┌─ DATA PROVIDED
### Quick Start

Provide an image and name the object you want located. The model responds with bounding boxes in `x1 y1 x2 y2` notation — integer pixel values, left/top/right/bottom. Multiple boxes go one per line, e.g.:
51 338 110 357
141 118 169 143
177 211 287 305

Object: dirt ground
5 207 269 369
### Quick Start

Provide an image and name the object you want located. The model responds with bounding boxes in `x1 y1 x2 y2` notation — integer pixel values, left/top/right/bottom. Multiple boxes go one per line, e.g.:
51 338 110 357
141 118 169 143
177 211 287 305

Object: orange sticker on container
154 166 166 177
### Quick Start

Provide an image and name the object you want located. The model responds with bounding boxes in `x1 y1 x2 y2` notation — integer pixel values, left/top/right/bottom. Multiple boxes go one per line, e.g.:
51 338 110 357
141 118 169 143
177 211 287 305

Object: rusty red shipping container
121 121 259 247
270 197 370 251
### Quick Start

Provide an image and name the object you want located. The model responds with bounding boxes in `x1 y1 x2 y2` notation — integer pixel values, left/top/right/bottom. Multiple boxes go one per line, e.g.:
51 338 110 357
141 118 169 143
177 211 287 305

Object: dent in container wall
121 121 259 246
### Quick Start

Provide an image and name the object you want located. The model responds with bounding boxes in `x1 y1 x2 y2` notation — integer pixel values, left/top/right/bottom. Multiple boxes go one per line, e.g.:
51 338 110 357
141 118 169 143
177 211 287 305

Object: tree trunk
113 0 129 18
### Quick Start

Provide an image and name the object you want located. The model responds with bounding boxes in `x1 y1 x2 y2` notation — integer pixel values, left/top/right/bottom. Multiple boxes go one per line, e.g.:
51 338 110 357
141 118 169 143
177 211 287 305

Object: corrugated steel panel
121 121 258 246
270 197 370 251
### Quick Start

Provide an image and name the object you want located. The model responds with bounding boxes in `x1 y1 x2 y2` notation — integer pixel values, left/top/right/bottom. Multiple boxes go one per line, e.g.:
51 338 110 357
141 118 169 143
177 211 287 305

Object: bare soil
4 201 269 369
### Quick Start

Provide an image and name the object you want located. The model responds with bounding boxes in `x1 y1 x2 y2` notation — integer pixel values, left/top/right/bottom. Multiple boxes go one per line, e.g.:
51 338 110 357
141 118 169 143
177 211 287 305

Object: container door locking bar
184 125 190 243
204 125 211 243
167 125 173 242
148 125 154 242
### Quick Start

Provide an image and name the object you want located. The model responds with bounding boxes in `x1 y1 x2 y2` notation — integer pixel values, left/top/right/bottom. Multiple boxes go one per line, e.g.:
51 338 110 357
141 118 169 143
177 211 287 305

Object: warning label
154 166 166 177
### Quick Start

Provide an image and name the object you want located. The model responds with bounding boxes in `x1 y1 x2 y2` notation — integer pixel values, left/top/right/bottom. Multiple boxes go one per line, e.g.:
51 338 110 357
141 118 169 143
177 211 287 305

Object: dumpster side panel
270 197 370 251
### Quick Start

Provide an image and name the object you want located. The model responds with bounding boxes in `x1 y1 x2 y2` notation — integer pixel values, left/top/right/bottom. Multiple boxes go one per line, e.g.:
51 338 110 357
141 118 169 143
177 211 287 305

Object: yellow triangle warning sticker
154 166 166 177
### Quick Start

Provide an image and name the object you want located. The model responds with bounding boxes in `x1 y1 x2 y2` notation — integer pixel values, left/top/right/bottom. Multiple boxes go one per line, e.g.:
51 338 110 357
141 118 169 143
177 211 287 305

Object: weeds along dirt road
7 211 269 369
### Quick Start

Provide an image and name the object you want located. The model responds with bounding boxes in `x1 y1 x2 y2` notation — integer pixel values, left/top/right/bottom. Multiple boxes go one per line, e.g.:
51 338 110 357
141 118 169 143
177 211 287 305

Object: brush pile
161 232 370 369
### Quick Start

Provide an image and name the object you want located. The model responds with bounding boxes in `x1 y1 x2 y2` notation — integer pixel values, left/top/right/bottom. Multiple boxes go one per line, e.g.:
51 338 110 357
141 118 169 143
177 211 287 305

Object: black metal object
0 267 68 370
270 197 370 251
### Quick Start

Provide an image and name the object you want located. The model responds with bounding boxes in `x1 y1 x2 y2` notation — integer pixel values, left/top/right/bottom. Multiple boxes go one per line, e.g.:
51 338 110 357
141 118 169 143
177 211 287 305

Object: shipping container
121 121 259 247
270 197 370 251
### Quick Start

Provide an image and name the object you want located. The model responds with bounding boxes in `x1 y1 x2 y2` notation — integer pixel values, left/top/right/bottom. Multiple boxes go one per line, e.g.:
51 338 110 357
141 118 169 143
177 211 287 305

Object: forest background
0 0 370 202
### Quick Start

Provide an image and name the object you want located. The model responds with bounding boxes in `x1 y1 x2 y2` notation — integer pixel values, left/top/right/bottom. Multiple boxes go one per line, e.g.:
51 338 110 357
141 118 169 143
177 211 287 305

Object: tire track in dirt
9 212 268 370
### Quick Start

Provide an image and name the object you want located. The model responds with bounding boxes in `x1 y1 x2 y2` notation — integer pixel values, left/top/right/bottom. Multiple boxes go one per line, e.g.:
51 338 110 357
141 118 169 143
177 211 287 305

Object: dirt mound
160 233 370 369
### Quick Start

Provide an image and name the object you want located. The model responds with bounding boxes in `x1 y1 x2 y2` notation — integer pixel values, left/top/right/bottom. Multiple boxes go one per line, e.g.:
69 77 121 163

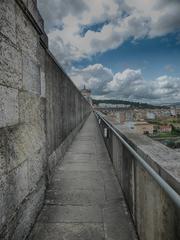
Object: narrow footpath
29 113 137 240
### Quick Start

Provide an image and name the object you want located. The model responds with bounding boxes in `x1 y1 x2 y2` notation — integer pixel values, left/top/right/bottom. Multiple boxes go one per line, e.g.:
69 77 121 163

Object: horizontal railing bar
96 112 180 208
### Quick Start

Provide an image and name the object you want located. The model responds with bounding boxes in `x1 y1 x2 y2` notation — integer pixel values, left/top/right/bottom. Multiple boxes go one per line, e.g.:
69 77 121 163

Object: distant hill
92 99 168 109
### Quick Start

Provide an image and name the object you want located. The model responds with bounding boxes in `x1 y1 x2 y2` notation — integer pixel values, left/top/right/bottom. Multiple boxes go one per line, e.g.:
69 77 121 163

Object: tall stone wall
0 0 90 240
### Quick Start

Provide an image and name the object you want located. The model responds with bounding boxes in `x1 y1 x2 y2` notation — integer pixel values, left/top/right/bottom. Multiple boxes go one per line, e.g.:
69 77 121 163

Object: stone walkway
29 114 136 240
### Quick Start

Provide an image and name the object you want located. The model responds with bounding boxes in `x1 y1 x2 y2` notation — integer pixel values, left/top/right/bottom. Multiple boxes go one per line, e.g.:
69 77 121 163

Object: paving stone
38 205 102 223
29 115 136 240
59 162 98 171
45 189 105 206
29 223 104 240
└─
#### [WHAT TO DO]
Repeat the material above in full and exactly, omitting the pictures.

#### [RESULT OF THIS EXERCISE]
### Quick Start

Provide an image and name the object you want located. The model responds with bounding boxes in `x1 y1 x2 y2` notation — integer pixel values, left/top/right/bottom. Multiple boxes go one per line, e.g.:
51 338 110 357
141 118 169 143
177 211 287 305

Object: dirt ground
5 207 269 369
### Quick Start

Provide an image and name the object you want located. The model responds with bounding boxes in `x1 y1 x2 y2` notation — integer pixel values, left/top/right/bottom. Multiple boxes go one per line, e.g.:
51 338 110 357
141 118 169 143
177 211 287 305

Object: orange sticker on container
154 166 166 177
### Quick Start

Provide an image and name the object you want located. The model responds with bounding boxes in `x1 y1 x2 y2` notation — integer pixel values, left/top/right/bottom. Multiple boxes go one per line, e.g.:
51 338 110 357
141 118 169 143
177 211 287 305

Object: rusty red shipping container
121 121 259 247
270 197 370 251
### Quick Start

Provide an image and name the object you want located. The model responds with bounding boxes in `x1 y1 x2 y2` notation — integer pixel values, left/top/right/bottom. Multiple boxes go one per line, e.g.:
51 338 110 357
141 118 169 143
177 211 287 305

Object: dent in container wall
121 121 259 246
### Quick Start

Provide an image and name the object you want located. The model responds with bounding boxes in `x1 y1 x2 y2` notation — integer pixel values, left/top/right/bottom. Multiple boxes go one per line, e.g.:
51 338 110 357
141 118 169 143
177 211 287 305

Object: tree trunk
113 0 129 18
### Quick Start

Provide an image and name the object you want located. The model responds with bounding boxes in `x1 y1 x2 y2` notation — integer pixel values, left/top/right/bottom. Multiple boxes go one per line, e.g.:
51 338 110 357
141 118 169 143
177 211 287 305

Object: corrugated steel panel
121 121 258 246
270 197 370 251
### Quick Start

Provide an image and name the object you want located. The model responds with bounding boxes in `x1 y1 x2 y2` notation — integer pixel values, left/top/right/bottom. Multiple boxes go one per line, e.g.:
51 338 110 357
141 118 169 143
177 211 287 305

Object: bare soil
4 201 269 369
### Quick Start

Provide an image and name the object you want located. The model responds with bounding boxes in `x1 y1 x2 y2` notation — integer pixel values, left/top/right/bottom. Multiple boxes go one per line, e.g.:
51 338 110 357
141 118 169 143
177 211 287 305

Object: container door locking bar
184 125 190 243
204 125 211 243
167 125 173 242
148 125 154 242
### Quick Start

Provide an image and name the object you want located. The model responds with bounding boxes in `x1 y1 x2 y2` notation — integer pixel values, left/top/right/bottom. Multiple boxes go one per line, e.g.:
51 338 110 357
141 118 169 143
177 211 287 305

Object: warning label
154 166 166 177
### Quick Start

Provide an image and name the object you want located. The model responds with bounding boxes in `x1 y1 x2 y2` notation — integer pixel values, left/top/right/bottom. Multiple boxes go one per line, e.g.:
51 338 110 357
141 118 169 143
177 211 287 305

Object: dumpster side panel
270 197 370 251
### Quick Start

Provide an image and name the object you want located. The model responds with bounding boxes in `x1 y1 x2 y2` notation — integer pixel values, left/top/right/bottom. Multiple boxes go one per line, e.g.:
51 338 110 357
141 118 169 143
177 211 287 305

Object: yellow triangle warning sticker
154 166 166 177
### Quick Start

Provide an image and name the object you want located. The model responds with bounding boxes in `x1 y1 x2 y2` notation — integer pixel values, left/top/right/bottom. Multiple boxes go one per line, e.g.:
51 338 110 357
141 118 169 143
177 211 287 305

Object: weeds along dirt road
7 211 269 369
### Quick Start

Provide an image and name the object you want located. The model responds with bounding boxes in `x1 y1 x2 y2` notation — integer pixel values, left/top/right/bottom. Multiple boxes go one per line, e.g.:
51 338 110 357
141 118 169 143
177 211 287 305

Object: brush pile
161 232 370 369
### Quick Start

Provide an image and name the object you want located. The model responds with bounding boxes in `x1 y1 x2 y2` notation — integer pixel values, left/top/right/bottom. Multiple boxes go one per line, e.g.:
51 338 110 357
141 118 169 143
177 211 287 305

Object: black metal object
0 267 68 370
270 197 370 251
### Quick Start

Provide an image and name the object you want located. The model responds with bounding boxes in `x1 y1 x2 y2` notation — integer pixel values, left/top/right/bottom. Multiple boxes go one per line, e.g.:
51 338 110 357
141 118 169 143
177 211 287 305

Object: shipping container
121 121 259 247
270 197 370 251
### Quick Start

Provide an image and name the object you want located. The model responds with bounding boxes in `x1 y1 x2 y2` notation — integer pixel values, left/top/right/bottom. Multiple boxes go one per line, e.g.:
51 338 110 357
141 118 169 143
177 211 287 305

Object: forest background
0 0 370 202
### Quick Start

Provide an image and name the object you want located. The model responds with bounding boxes in `x1 y1 x2 y2` notation — integer pixel values, left/top/right/bottom. Multiple boxes go one per line, e.g.:
51 338 110 357
141 118 169 143
177 211 287 305

Object: tire track in dirt
9 212 268 370
### Quick Start

Provide an image and name the object you want located. The model responds with bounding boxes in `x1 y1 x2 y2` notation — integer pixel values, left/top/right/bottom. Multiple boxes go one per line, e.g.:
51 338 110 357
141 118 169 143
177 211 287 305

Object: dirt mound
160 233 370 369
### Quick Start

Provide an image and name the object you want located. The model responds with bounding boxes in `x1 y1 x2 y2` notation — integer pixel values, left/top/right/bottom. Multiple boxes go one per line, e.g.:
69 77 121 163

Object: narrow footpath
29 113 137 240
### Quick Start

Provide an image and name the object you want located. The model responds with bounding boxes in `x1 y1 x2 y2` notation — integer pixel values, left/top/right/bottom. Multiple boxes go one per line, e.g.:
69 77 121 163

Object: horizontal railing bar
96 112 180 208
### Quick Start

Provide an image and name the object you want located. The model responds with bounding boxes in `x1 y1 x2 y2` notation — integer pixel values, left/top/right/bottom. Multiple boxes go one per line, e.g.:
69 77 121 163

Object: distant hill
92 99 168 109
### Quick Start

Provide an image and name the object you want located. The model responds with bounding boxes in `x1 y1 x2 y2` notation — integer pixel values, left/top/right/bottom. Multiple boxes go one per line, e.g.:
69 77 121 163

Object: tall stone wall
0 0 90 240
### Quick Start

Provide an image and name the object you want located. The model responds with bounding boxes in `x1 y1 x2 y2` notation — integer pixel values, left/top/right/bottom. Multiple boxes go one per line, e.g.:
69 77 121 163

Object: stone walkway
29 114 136 240
### Quick Start

Provide an image and name the object you want located. The model responds with bounding boxes in `x1 y1 x2 y2` notation — integer pixel values, left/top/right/bottom. Multiple boxes go one per line, e.g.:
69 77 121 163

Object: paving stone
38 205 102 223
29 115 136 240
59 162 98 171
45 189 105 206
29 223 104 240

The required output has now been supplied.